__Written instruction 1__. In the legacy compatibility code extract, which source file holds the two functions shown?
__Written instruction 2__. Translate this sentence from the legacy compatibility code extract into Spanish: "Check if migrated file and file metadata counts match."
__Written instruction 3__. Please carry on the legacy compatibility code extract from the point where it stops.

__Document extract__.
Convert javascript-style dot path to deepdiff style path.

For example, research_dataset.temporal[0].start_date changes into root['research_dataset']['temporal'][0]['start_date']

Source code in src/apps/core/models/legacy_compatibility.py
def dot_path_to_deepdiff_path(self, path: str) -> str:
    """Convert javascript-style dot path to deepdiff style path.

    For example, `research_dataset.temporal[0].start_date`
    changes into `root['research_dataset']['temporal'][0]['start_date']`
    """
    parts = path.split(".")
    dd_parts = []
    for part in parts:
        dd_parts.append(re.sub(r"(^\w+)", r"['\1']", part))

    return "root" + "".join(dd_parts)

get_file_count_changes() #

Check if migrated file and file metadata counts match.

Source code in src/apps/core/models/legacy_compatibility.py
def get_file_count_changes(self) -> dict:
    """Check if migrated file and file metadata counts match."""
    research_dataset = self.legacy_dataset.legacy_research_dataset
    v2_file_count = 0
    v2_file_metadata_count = len(research_dataset.get("files") or [])
    v2_directory_metadata_count = len(research_dataset.get("directories") or [])
    if legacy_ids := self.legacy_dataset.legacy_file_ids:
        v2_file_count = len(legacy_ids)

    v3_file_count = 0
    v3_file_metadata_count = 0
    v3_directory_metadata_count = 0
    if fileset := getattr(self.legacy_dataset.dataset, "file_set", None):
        v3_file_count = fileset.total_files_count
        v3_file_metadata_count = fileset.file_metadata.count()
        v3_directory_metadata_count = fileset.directory_metadata.count()

__Listed entries__.
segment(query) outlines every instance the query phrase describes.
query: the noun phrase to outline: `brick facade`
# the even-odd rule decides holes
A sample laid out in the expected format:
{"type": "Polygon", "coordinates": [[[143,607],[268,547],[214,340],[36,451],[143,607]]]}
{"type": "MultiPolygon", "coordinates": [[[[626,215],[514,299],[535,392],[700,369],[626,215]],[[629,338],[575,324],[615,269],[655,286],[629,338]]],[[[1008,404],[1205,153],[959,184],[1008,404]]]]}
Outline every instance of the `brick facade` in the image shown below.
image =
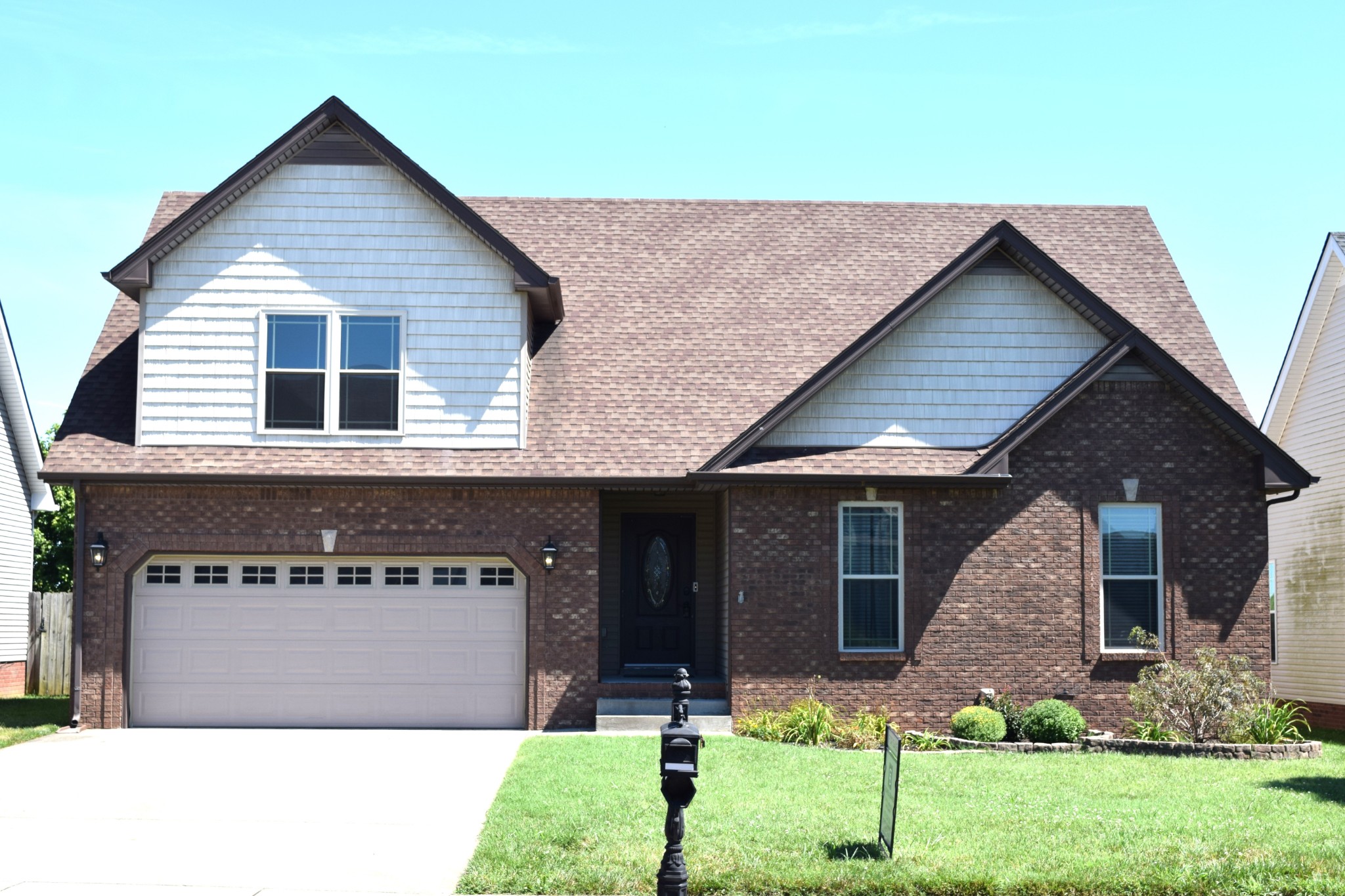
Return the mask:
{"type": "Polygon", "coordinates": [[[24,690],[24,670],[28,664],[0,662],[0,697],[22,697],[24,690]]]}
{"type": "MultiPolygon", "coordinates": [[[[733,712],[814,684],[846,709],[882,704],[904,727],[946,728],[990,686],[1020,701],[1072,693],[1089,723],[1115,729],[1142,664],[1100,652],[1098,504],[1123,501],[1127,477],[1163,508],[1166,649],[1216,645],[1267,674],[1256,459],[1200,410],[1162,383],[1102,382],[1020,446],[1011,472],[1002,489],[880,489],[904,505],[900,657],[838,650],[837,505],[863,489],[733,486],[717,527],[722,591],[745,596],[728,600],[733,712]]],[[[97,484],[85,502],[86,535],[112,545],[87,571],[85,724],[125,723],[125,595],[148,555],[311,553],[327,528],[338,553],[508,556],[529,578],[529,725],[592,725],[605,693],[597,490],[97,484]],[[545,574],[549,536],[562,560],[545,574]]]]}
{"type": "Polygon", "coordinates": [[[81,723],[116,728],[122,705],[125,598],[151,553],[508,556],[527,576],[527,723],[593,724],[597,686],[597,492],[585,489],[86,485],[87,537],[108,564],[86,567],[81,723]],[[564,562],[538,560],[554,537],[564,562]]]}
{"type": "Polygon", "coordinates": [[[1100,382],[1020,446],[995,490],[880,489],[905,520],[907,654],[838,649],[838,509],[861,488],[736,488],[729,506],[730,700],[779,705],[814,682],[847,709],[947,728],[978,689],[1076,695],[1116,728],[1142,664],[1100,652],[1098,504],[1162,504],[1166,649],[1240,653],[1268,677],[1266,508],[1251,454],[1162,383],[1100,382]],[[820,678],[815,678],[815,677],[820,678]]]}

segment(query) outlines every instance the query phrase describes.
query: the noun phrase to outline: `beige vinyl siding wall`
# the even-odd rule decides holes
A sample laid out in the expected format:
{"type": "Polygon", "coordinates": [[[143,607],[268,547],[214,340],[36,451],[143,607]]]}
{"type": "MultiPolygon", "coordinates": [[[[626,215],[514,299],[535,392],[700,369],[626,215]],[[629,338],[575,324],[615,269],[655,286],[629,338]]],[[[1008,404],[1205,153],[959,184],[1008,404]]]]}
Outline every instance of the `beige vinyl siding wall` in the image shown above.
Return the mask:
{"type": "Polygon", "coordinates": [[[761,443],[982,446],[1106,344],[1036,278],[966,274],[761,443]]]}
{"type": "Polygon", "coordinates": [[[518,447],[525,298],[393,168],[285,164],[155,265],[143,445],[518,447]],[[405,435],[260,433],[260,317],[406,313],[405,435]]]}
{"type": "MultiPolygon", "coordinates": [[[[20,408],[20,414],[27,408],[20,408]]],[[[28,656],[28,592],[32,591],[32,514],[9,408],[0,399],[0,662],[28,656]]]]}
{"type": "Polygon", "coordinates": [[[1345,704],[1345,283],[1338,275],[1315,302],[1326,305],[1319,328],[1309,321],[1314,325],[1299,341],[1302,383],[1280,395],[1291,403],[1276,416],[1283,415],[1280,446],[1322,480],[1270,508],[1279,633],[1271,680],[1280,697],[1345,704]]]}

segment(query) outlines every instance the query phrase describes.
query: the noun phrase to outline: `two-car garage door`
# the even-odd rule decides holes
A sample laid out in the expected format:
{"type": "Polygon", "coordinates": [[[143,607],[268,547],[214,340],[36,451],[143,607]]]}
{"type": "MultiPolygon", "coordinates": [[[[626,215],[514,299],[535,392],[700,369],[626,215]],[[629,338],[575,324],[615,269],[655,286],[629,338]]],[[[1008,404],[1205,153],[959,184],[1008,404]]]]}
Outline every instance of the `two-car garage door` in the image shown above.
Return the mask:
{"type": "Polygon", "coordinates": [[[525,584],[495,557],[155,557],[130,724],[521,728],[525,584]]]}

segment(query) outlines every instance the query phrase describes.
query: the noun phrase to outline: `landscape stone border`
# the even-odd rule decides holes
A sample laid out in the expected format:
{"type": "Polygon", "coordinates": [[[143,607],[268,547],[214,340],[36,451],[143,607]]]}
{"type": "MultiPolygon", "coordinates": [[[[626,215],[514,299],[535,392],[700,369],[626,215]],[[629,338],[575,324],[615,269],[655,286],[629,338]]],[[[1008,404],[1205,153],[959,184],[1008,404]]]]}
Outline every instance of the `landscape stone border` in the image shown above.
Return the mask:
{"type": "Polygon", "coordinates": [[[944,737],[944,740],[954,750],[993,750],[994,752],[1079,752],[1083,750],[1083,744],[1079,743],[1063,743],[1063,744],[1038,744],[1032,742],[1020,743],[982,743],[979,740],[963,740],[962,737],[944,737]]]}
{"type": "Polygon", "coordinates": [[[1208,756],[1210,759],[1321,759],[1322,742],[1305,740],[1297,744],[1190,744],[1166,740],[1135,740],[1131,737],[1084,737],[1089,752],[1134,752],[1161,756],[1208,756]]]}
{"type": "Polygon", "coordinates": [[[1322,742],[1305,740],[1298,744],[1192,744],[1165,740],[1135,740],[1102,732],[1081,737],[1076,743],[981,743],[962,737],[943,736],[952,750],[989,750],[991,752],[1130,752],[1159,756],[1206,756],[1209,759],[1321,759],[1322,742]]]}

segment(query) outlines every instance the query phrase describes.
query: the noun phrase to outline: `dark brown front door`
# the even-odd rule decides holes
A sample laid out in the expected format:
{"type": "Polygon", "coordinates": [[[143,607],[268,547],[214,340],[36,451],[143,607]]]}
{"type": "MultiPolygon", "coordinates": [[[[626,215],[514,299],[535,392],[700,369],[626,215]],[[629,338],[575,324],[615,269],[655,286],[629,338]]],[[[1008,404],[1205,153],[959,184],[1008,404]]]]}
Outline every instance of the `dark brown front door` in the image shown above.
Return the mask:
{"type": "Polygon", "coordinates": [[[695,514],[621,514],[621,666],[691,668],[695,657],[695,514]]]}

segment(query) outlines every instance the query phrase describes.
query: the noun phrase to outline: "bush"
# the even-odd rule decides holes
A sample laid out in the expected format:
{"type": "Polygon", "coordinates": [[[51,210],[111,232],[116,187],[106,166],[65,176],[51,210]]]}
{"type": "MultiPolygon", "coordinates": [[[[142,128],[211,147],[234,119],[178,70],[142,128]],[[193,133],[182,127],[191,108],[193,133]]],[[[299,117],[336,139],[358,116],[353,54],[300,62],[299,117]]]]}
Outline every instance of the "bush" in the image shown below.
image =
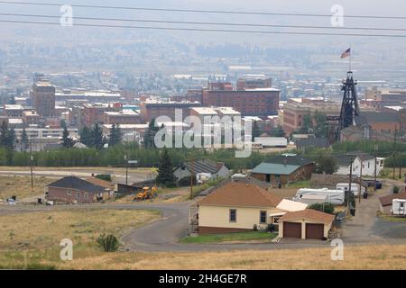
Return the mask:
{"type": "Polygon", "coordinates": [[[100,174],[100,175],[97,175],[97,176],[95,176],[95,178],[111,182],[111,175],[109,175],[109,174],[100,174]]]}
{"type": "Polygon", "coordinates": [[[328,214],[334,214],[334,205],[331,203],[314,203],[311,204],[309,209],[321,211],[328,214]]]}
{"type": "Polygon", "coordinates": [[[109,234],[107,236],[102,234],[97,238],[97,241],[105,252],[115,252],[118,249],[118,239],[113,234],[109,234]]]}
{"type": "MultiPolygon", "coordinates": [[[[179,180],[178,182],[180,186],[185,187],[190,185],[190,176],[186,176],[179,180]]],[[[193,184],[196,185],[196,177],[193,177],[193,184]]]]}
{"type": "Polygon", "coordinates": [[[268,224],[268,226],[266,227],[266,230],[268,232],[273,232],[275,230],[275,225],[273,224],[268,224]]]}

__Written reply 1__. src/apps/core/models/legacy_compatibility.py

__Written reply 2__. Comprueba si coinciden los recuentos de archivos migrados y de metadatos de archivos.

__Written reply 3__.
    ret = {}
    if v2_file_count != v3_file_count:
        ret["file_count_changed"] = {"old_value": v2_file_count, "new_value": v3_file_count}
    if v2_file_metadata_count != v3_file_metadata_count:
        ret["file_metadata_count_changed"] = {
            "old_value": v2_file_metadata_count,
            "new_value": v3_file_metadata_count,
        }
    if v2_directory_metadata_count != v3_directory_metadata_count:
        ret["directory_metadata_count_changed"] = {
            "old_value": v2_directory_metadata_count,
            "new_value": v3_directory_metadata_count,
        }
    return ret

get_fixed_deepdiff_paths() #

Get deepdiff paths to values that have been fixed in the migration conversion.

Source code in src/apps/core/models/legacy_compatibility.py
def get_fixed_deepdiff_paths(self) -> list:
    """Get deepdiff paths to values that have been fixed in the migration conversion."""
    fixed = self.legacy_dataset.fixed_legacy_values or {}
    fixed_paths = []
    for path, val in fixed.items():
        fields = val.get("fields", [])
        if fields:
            fixed_paths.extend(f"{path}.{field}" for field in fields)
        else:
            fixed_paths.append(path)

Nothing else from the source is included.